Below are some entries. Count the lines where "hood" appears and state only that number.

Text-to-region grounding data
··········
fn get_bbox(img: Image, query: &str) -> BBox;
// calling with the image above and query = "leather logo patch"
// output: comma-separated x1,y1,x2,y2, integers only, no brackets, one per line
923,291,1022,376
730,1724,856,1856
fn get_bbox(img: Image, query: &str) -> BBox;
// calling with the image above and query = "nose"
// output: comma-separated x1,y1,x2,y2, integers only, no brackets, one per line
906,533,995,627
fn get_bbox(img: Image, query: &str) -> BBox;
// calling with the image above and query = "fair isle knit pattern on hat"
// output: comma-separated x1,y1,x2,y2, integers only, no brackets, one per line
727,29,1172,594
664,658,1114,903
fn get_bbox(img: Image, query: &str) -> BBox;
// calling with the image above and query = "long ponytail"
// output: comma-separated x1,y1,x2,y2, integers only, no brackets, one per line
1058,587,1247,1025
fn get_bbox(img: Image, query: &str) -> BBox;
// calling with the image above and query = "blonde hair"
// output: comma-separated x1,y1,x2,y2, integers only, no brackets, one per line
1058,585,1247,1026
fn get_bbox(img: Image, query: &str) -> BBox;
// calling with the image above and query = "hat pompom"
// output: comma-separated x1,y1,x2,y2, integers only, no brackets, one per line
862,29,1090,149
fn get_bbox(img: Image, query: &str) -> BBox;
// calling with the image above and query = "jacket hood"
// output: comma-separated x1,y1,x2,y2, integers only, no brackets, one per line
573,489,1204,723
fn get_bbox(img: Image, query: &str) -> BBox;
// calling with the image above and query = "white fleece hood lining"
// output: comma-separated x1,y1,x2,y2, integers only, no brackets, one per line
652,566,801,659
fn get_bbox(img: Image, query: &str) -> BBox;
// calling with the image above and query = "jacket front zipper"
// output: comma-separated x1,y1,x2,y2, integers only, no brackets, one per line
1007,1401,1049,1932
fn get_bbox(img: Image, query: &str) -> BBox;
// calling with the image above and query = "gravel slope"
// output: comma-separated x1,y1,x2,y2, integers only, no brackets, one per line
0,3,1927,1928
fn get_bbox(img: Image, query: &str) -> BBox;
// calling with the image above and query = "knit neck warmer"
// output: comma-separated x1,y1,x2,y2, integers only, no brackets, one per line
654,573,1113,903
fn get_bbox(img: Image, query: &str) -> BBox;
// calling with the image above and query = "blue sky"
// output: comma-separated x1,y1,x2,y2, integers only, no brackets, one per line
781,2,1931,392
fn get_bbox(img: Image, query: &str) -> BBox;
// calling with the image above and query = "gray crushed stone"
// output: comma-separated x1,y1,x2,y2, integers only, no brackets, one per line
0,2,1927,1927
··········
Response:
2